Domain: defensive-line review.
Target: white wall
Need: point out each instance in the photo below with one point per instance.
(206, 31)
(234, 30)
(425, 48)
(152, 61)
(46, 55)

────────────────

Objective — Turn the entries above into a JSON list of strings with one string per line, leaving out blank lines.

The response —
[
  "Domain: defensive-line review.",
  "Target: white wall",
  "Need: point out each instance in the photo below with one point per instance.",
  "(206, 31)",
  "(234, 30)",
  "(425, 48)",
  "(152, 61)",
  "(46, 55)"
]